§ **EXCERPTED TEXT**:
-- START --
Marco’s is on an aggressive growth trajectory, with the goal of adding 80 stores a year, but the biggest challenge that comes with that growth is consistency. “We really just want everybody to have a perfect experience everywhere they go,” said Meyers
Schlotzsky’s is a brand that has gone through a lot of changes since it launched 55 years ago, said Chief Brand Officer Donna Josephson Varner. “We’re on a journey now to get back to our roots and turn it into a growth brand,” she told Hatch during her turn in the not seat.
It started with a rebranding, adding “deli” back to the concept’s name to once gain make it Schlotzsky’s Deli. “We made that change based on the consumer,” said Varner. “Two thirds were calling us Schlotzsky’s Deli anyway and the others weren’t sure what we were. Some through Schlotzsky’s was a dry cleaner.”
Now the name reflects the menu’s strengths of overstuffed sandwiches on signature sourdough bread.
Varner is also rebuilding the fast casual’s customer base. “When I joined two years ago, I was told to find some new guests, because our guests are really old, but we found that wasn’t really true. Our core customer is a millennial,” she said.
-- END --
§ **SHORT EXERCISE 1**:
Reproduce verbatim the lines of the records below, beginning with the line containing "Could you please spot the dark" and continuing through the final line of the records.

§ **INPUT ROWS**:
-- START --
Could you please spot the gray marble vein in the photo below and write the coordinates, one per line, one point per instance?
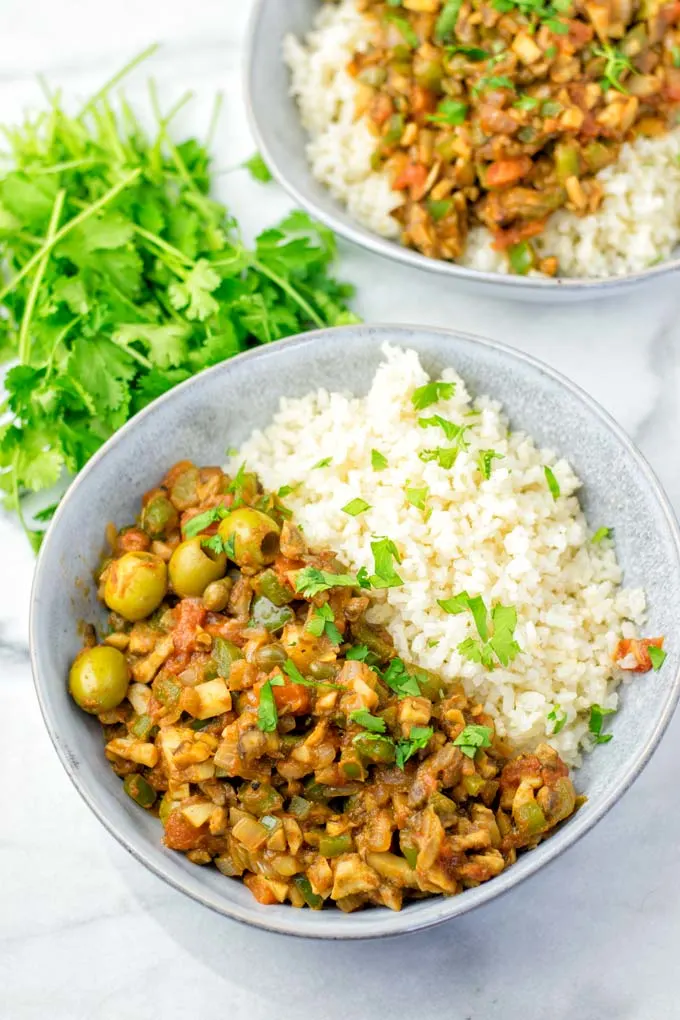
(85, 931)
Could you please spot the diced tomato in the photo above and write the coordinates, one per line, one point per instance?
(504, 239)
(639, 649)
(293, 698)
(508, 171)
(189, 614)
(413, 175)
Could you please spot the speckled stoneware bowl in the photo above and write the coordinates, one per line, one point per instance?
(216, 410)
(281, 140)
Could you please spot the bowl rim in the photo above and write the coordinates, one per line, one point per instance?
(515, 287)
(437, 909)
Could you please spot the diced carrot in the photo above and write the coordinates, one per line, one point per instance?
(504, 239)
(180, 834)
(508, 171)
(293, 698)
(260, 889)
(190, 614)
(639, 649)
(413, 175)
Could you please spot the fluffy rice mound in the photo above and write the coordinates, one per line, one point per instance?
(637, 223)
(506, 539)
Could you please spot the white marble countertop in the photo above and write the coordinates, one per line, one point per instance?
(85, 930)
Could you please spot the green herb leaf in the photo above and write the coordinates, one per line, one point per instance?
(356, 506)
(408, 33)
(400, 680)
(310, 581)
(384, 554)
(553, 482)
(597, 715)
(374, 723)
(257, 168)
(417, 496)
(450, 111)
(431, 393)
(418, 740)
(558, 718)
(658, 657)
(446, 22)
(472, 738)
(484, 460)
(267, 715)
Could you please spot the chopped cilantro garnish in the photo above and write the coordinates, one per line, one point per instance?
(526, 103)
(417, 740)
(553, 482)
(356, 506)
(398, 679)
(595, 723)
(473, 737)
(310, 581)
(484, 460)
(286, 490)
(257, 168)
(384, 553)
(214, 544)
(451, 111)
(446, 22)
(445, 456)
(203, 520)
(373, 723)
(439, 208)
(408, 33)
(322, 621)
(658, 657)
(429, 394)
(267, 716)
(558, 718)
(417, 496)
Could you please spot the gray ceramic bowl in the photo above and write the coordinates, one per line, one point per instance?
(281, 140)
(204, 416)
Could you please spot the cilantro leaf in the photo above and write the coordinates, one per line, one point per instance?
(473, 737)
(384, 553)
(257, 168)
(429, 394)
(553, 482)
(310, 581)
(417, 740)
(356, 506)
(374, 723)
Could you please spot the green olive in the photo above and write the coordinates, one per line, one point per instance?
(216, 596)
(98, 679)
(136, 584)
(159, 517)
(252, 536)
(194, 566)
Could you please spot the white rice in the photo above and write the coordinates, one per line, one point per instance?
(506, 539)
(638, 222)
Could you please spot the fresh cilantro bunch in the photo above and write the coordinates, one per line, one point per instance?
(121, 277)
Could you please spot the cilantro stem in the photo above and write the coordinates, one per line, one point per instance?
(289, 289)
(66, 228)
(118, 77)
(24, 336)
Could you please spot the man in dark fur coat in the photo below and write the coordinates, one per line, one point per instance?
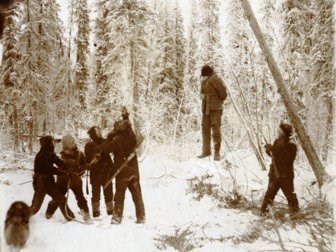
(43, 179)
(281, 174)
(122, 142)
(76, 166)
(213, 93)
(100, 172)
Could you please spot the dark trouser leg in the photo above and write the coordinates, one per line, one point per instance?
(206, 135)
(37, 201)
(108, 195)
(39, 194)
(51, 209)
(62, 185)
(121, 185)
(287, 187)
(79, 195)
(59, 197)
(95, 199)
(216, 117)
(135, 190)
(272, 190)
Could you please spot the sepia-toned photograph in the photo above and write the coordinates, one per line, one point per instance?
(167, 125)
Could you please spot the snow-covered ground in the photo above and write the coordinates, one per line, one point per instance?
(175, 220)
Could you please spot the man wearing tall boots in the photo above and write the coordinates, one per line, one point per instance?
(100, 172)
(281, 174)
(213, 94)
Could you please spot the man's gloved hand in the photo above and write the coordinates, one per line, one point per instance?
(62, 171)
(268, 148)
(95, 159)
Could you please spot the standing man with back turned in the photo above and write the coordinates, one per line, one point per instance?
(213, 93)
-- END --
§ **SHORT EXERCISE 2**:
Continue the text above about the restaurant brands from its final sentence.

§ **WRITTEN ANSWER 1**:
Could you please spot the dark trouser leg in the photo above and write the coordinates, one per line, one point per instance?
(206, 135)
(37, 201)
(108, 195)
(39, 194)
(51, 209)
(62, 185)
(121, 185)
(287, 187)
(79, 195)
(59, 197)
(95, 199)
(216, 117)
(135, 190)
(272, 190)
Could you please spot the sepia-toned photograph in the photo above and write the coordinates, one per line, one point per instance?
(167, 125)
Could you please spot the snow-covered ground in the photo above and write the coordinates, one per line, one point per instance?
(175, 220)
Could you please spot the man wearing tall boots in the photo above and write the coordinates, one per line, one point per instance?
(100, 172)
(281, 174)
(213, 94)
Could you please spot the man's gloved hand in the photo above and write the coordinates, one per line, one point per instance?
(62, 171)
(268, 148)
(95, 159)
Could you please spot the standing man with back turned in the photo above and write the coordinates, one per line, one point per instance?
(213, 93)

§ **WRITTEN ANSWER 2**:
To address that customer’s needs, the brand is launching a new prototype that eliminates friction points for both the guest and franchisee. That store model has clear directional areas, pointing to kiosks, in-person ordering, delivery pickups, etc. “It speeds the ordering process and increases operational efficiencies in the back-of-house,” she said, “but it also lowers the cost of entry for franchisees.” Being grounded in the consumer and refreshing the brand is setting Schlotzsky’s Deli back on the path of growth.
Roland Gonzalez moved up from COO of Church’s Texas chicken to become CEO about a year ago, and in that year, he has focused on balancing a legacy brand with modernizing it, he told Oches. Digital sales were his first challenge.
“A couple of years ago our digital sales were only about 6% or 7%. Now they’re more than 18% and we’ll be exiting the year north of 20%,” said Gonzalez. When kiosks and catering ramp up, those numbers will go even higher.
As far as growth goes, Church’s is “a tale of two different businesses,” he added. “Internationally, we have 600 locations and 1,500 more in the pipeline, with 600 slated to open in China,” he said. U.S. expansion is a little slower, but the brand is looking at new markets, including three units opening in Philadelphia.
As far as the menu goes, value is a top priority. Church’s is staying true to its roots by serving the best quality chicken for the price, he added. “Our guests have clearly told us that if the price is too high, it’s not going to work. We’re located in a lot of underserved areas, and having a menu architecture that’s priced fairly both for individuals and families is what makes us successful.”
Right now, Church’s offers three pieces of chicken or three tenders and a biscuit for $4.49—some soft drinks are more than that, Gonzalez noted. “People are seeing that as a good deal and adding on a side and drink, so the average ticket is more like $10 to $11,” he added.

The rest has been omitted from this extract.